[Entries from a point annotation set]
** BEGIN **
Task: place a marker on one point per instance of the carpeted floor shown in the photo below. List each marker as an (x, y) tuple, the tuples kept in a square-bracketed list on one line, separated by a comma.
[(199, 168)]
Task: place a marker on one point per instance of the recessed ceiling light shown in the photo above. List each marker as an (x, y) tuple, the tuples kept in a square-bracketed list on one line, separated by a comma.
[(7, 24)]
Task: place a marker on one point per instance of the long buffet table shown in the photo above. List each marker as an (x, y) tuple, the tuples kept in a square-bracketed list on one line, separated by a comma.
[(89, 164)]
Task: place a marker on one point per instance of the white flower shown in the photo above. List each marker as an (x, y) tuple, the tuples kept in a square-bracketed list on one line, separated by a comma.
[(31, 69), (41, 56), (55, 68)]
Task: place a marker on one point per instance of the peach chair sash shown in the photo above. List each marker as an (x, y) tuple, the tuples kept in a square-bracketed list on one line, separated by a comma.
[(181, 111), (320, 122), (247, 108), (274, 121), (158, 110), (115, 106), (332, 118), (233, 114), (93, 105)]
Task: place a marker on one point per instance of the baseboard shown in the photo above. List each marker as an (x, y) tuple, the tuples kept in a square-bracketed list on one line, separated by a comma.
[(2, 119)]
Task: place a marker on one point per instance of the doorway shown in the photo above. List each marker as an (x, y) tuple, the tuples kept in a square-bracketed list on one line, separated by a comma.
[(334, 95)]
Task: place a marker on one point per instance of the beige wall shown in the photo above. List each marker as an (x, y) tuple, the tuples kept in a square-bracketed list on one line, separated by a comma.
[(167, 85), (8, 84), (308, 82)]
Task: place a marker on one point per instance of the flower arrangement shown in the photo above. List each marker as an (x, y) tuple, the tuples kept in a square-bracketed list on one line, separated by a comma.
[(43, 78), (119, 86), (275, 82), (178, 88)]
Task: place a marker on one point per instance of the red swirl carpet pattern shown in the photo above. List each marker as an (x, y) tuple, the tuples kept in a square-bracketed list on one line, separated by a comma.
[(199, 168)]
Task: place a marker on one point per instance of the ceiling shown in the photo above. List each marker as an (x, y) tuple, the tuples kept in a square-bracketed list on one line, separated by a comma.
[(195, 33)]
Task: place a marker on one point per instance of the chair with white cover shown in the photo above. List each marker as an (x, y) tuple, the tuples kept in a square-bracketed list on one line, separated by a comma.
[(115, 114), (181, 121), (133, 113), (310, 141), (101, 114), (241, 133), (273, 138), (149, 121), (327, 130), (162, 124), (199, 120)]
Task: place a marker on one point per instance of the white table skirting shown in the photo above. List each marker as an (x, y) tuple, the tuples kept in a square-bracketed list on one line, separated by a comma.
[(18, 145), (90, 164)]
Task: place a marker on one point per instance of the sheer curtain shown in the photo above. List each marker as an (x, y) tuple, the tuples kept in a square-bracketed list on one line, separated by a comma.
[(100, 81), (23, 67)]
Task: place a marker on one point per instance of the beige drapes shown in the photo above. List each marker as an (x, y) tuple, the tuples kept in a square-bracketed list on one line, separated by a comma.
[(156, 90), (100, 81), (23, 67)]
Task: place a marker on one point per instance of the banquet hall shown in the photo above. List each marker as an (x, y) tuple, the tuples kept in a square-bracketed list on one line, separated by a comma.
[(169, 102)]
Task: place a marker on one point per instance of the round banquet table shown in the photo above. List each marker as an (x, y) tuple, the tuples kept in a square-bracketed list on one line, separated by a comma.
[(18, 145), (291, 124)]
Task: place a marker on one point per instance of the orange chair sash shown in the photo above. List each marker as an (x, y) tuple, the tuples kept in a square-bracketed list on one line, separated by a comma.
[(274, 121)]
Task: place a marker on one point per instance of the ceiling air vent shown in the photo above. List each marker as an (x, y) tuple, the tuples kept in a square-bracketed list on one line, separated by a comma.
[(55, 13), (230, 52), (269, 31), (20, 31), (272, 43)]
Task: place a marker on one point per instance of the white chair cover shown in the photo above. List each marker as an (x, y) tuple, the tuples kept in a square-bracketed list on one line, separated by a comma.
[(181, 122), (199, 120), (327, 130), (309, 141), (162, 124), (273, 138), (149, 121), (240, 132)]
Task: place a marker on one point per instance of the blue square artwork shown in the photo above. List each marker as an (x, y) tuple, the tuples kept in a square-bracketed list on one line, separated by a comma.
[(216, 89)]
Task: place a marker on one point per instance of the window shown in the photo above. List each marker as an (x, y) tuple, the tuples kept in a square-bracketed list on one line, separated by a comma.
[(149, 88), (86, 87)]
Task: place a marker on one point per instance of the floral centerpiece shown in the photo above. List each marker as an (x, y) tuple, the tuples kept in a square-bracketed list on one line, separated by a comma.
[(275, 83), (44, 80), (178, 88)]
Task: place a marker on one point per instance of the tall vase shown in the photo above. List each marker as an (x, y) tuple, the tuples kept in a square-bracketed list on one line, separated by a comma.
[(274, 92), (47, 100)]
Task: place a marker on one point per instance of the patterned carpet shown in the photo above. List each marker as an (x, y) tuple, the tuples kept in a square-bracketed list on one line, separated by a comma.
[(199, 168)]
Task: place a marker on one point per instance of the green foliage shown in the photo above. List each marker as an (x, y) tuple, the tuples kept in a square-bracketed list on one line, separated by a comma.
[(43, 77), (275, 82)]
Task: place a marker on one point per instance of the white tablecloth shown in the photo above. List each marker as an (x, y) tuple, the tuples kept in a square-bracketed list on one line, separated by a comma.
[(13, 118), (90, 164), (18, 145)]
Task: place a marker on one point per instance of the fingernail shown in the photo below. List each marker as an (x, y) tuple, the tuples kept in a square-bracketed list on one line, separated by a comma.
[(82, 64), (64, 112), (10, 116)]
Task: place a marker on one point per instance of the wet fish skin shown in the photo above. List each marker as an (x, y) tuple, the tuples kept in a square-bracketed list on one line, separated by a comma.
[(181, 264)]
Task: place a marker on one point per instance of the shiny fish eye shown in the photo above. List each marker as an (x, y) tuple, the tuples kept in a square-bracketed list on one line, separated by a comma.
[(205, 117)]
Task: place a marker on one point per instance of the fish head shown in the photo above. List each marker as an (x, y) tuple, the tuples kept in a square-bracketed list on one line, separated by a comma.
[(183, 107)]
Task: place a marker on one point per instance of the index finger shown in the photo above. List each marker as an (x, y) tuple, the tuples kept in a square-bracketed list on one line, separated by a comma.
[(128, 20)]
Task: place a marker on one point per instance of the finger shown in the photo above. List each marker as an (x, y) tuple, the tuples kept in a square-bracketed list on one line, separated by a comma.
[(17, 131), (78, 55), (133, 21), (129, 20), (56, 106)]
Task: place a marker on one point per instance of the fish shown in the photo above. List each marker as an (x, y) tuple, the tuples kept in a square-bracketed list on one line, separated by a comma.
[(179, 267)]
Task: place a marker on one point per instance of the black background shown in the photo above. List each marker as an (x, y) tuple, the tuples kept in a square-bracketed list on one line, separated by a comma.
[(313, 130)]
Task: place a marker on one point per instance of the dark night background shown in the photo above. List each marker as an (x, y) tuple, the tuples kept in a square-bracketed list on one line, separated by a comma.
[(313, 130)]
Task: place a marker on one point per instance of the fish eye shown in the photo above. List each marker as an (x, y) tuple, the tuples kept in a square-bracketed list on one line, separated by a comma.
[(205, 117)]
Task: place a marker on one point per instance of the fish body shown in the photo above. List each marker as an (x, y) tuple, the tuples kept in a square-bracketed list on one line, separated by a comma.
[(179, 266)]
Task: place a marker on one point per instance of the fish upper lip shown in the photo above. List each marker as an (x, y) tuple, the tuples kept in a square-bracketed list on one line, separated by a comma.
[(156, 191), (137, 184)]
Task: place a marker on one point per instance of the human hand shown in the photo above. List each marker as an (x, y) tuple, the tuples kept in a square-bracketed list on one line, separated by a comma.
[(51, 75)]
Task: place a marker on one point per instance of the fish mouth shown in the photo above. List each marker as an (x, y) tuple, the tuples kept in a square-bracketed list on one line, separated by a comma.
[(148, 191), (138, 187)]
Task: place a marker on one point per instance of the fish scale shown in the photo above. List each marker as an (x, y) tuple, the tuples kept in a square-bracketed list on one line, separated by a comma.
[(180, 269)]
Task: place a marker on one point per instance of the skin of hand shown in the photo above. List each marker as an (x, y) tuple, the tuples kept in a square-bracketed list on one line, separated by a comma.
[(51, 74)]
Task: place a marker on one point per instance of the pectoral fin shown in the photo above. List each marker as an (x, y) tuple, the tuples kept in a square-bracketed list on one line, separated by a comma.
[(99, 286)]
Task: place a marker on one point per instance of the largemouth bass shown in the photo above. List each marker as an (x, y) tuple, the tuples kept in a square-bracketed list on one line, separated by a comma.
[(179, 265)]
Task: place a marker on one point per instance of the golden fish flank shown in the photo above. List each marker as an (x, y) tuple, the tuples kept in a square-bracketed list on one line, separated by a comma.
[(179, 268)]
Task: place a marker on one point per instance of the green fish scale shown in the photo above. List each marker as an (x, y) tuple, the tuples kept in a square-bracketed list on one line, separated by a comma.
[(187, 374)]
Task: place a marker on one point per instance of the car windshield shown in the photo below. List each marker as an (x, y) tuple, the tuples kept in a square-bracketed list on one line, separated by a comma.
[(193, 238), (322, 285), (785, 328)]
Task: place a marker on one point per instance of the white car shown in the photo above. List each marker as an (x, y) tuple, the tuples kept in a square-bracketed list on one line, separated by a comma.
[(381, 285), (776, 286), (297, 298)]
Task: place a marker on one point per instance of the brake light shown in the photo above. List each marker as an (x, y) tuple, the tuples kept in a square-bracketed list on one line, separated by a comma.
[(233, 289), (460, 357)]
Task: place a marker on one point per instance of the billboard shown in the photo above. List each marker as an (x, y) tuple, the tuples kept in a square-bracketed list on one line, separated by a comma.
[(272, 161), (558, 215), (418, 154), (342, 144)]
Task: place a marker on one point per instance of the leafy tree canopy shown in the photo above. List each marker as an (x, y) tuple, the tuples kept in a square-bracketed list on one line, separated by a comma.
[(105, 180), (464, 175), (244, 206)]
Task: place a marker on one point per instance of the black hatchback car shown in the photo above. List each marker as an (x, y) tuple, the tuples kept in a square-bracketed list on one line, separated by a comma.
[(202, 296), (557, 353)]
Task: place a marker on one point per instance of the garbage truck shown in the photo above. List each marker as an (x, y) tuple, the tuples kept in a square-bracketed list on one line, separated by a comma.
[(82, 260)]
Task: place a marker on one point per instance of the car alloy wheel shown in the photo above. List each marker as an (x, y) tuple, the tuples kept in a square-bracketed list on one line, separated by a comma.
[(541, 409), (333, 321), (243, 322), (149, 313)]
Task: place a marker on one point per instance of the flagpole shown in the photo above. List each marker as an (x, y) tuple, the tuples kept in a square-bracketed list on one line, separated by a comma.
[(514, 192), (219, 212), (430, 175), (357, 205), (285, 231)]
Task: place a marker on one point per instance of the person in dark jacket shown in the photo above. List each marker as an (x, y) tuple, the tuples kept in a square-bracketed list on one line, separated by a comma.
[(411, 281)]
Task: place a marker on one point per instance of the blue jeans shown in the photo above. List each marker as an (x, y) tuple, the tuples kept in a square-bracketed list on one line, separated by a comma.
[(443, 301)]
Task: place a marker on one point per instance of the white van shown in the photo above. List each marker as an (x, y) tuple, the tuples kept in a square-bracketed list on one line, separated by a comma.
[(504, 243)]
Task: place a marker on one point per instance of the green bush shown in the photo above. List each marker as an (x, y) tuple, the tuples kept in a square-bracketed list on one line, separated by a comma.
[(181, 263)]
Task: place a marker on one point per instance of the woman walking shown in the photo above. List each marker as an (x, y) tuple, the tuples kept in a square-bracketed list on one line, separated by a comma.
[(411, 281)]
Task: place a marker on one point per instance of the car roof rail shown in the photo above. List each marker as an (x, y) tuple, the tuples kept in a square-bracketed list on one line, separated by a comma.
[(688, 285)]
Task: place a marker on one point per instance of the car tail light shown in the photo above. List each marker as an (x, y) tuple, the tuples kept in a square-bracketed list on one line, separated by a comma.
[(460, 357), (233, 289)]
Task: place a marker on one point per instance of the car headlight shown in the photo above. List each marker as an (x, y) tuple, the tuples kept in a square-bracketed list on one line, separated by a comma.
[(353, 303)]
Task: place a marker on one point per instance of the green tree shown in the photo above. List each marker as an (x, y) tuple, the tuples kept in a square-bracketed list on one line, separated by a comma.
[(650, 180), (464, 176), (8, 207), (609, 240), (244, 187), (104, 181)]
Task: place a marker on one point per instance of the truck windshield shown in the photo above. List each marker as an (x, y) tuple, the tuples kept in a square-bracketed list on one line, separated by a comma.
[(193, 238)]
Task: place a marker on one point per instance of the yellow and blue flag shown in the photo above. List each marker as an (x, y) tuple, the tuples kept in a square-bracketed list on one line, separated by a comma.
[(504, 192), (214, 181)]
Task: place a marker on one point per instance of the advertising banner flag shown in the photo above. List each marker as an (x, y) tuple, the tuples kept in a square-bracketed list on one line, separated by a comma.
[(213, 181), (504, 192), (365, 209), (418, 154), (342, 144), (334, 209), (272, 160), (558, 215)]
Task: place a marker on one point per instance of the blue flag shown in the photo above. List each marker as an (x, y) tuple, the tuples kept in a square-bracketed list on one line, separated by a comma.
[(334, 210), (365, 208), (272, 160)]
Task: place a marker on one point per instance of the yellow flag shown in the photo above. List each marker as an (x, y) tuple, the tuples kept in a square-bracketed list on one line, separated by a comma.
** END **
**Problem requirements:** Render the lines as a numbered list, starting with the line that contains "of the banquet" and going on through the line that contains "[(55, 13), (230, 52), (269, 31), (20, 31), (272, 43)]". Leave out any blank lines.

**Exercise answer:**
1. Task: place a marker on one point per instance of the banquet hall shown in the photo above. List each marker as an (x, y) tuple, the tuples kept in a square-bracketed list on one line, separated by a comma.
2. [(169, 102)]
3. Task: place a marker on one point per instance of the round banquet table shown in the photo above. List each marker as an (x, y) tuple, the tuples kept in a square-bracketed list on one line, separated by a comma.
4. [(18, 145), (291, 124)]
5. Task: place a marker on one point per instance of the orange chair sash shown in the photo above. List each marker as an (x, y) tuple, the tuples kept in a square-bracketed list on one line, separated by a comma.
6. [(274, 121)]
7. Task: place a marker on one point per instance of the ceiling air vent shown in the photo above. List each marker as an (x, y) tuple, the tuples kept in a square-bracketed list on one line, separated by a comma.
8. [(55, 13), (230, 52), (269, 31), (20, 31), (272, 43)]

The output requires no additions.